╭─ Extracted entries
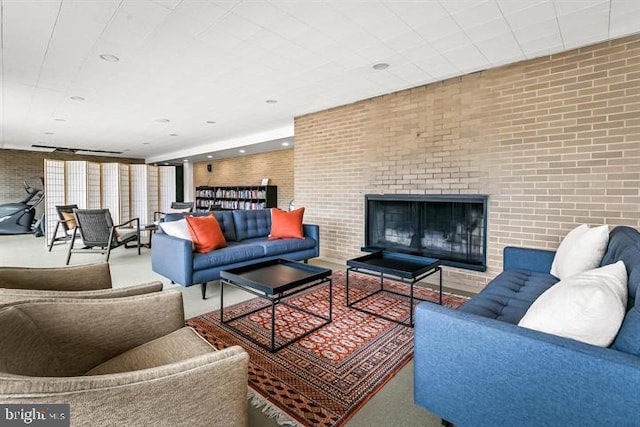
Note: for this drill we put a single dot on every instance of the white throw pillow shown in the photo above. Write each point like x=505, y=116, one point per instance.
x=177, y=229
x=581, y=250
x=587, y=307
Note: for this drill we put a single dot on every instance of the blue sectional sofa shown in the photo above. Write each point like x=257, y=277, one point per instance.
x=475, y=367
x=246, y=234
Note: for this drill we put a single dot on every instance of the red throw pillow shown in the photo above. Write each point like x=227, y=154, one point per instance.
x=206, y=233
x=286, y=224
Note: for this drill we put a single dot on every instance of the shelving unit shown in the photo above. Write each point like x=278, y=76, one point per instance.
x=227, y=198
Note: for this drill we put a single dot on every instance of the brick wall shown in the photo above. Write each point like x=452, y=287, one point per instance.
x=249, y=170
x=19, y=165
x=553, y=141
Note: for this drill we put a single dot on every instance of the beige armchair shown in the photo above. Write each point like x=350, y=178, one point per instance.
x=126, y=361
x=78, y=281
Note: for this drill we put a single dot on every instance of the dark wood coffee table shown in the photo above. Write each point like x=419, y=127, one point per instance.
x=398, y=267
x=275, y=281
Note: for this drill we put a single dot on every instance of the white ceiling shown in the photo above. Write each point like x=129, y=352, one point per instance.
x=193, y=61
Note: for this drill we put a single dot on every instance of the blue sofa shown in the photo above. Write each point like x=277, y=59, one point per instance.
x=475, y=367
x=246, y=234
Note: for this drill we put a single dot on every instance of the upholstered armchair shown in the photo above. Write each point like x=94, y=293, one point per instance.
x=125, y=361
x=78, y=281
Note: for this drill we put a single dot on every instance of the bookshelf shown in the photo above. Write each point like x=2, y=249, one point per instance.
x=226, y=198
╰─
Aim: Give back the whole listing as it stands, minus its pictures.

Complete answer:
Note: for this drill we put a single dot on every instance of the white throw pillow shown in the photo above. Write each point like x=505, y=116, one point per instance.
x=177, y=229
x=581, y=250
x=587, y=307
Note: for this drill we put a single dot on every instance of the blue sectional sofa shown in the photo above. Write each point like x=257, y=277, one point per instance.
x=475, y=367
x=246, y=234
Note: for this drill we put a single dot on every instance of the red throw pillow shown in the photo above. Write each point like x=227, y=154, one point per instance.
x=206, y=233
x=286, y=224
Note: for this drill we put a single dot on every instance of the shelving unit shown in the photo above. Write each point like x=278, y=76, one point per instance.
x=227, y=198
Note: for this drill we put a single dot on every instance of the brick wall shown in the photo above. Write each point like x=452, y=287, one point per instance.
x=249, y=170
x=19, y=165
x=553, y=141
Note: for this drill we put a single dot on every instance of the beige armchair shown in the photo above. Write each point like x=350, y=178, one point per instance.
x=126, y=361
x=78, y=281
Note: for this drill we put a single dot on every instance of the dark wood coffee table shown in the photo above. Write each point like x=419, y=127, one point per instance.
x=398, y=267
x=275, y=281
Note: for this drill we put a single dot on every instance of the white ceiling shown in the photo above. Write each point like x=129, y=352, one point per instance.
x=193, y=61
Note: for this drill we put a single dot on every instance of the blue sofa shown in the photo above. Write each point like x=277, y=59, one point per instance.
x=475, y=367
x=246, y=234
Note: for this drill we put a single dot on every instance of the upholstered armchair shown in the photo above. Write each point like x=94, y=293, one point per instance.
x=125, y=361
x=78, y=281
Note: for this drill we put a single dot on every instance of the bookshelf shown in the photo above. Write each point like x=2, y=249, one point per instance.
x=226, y=198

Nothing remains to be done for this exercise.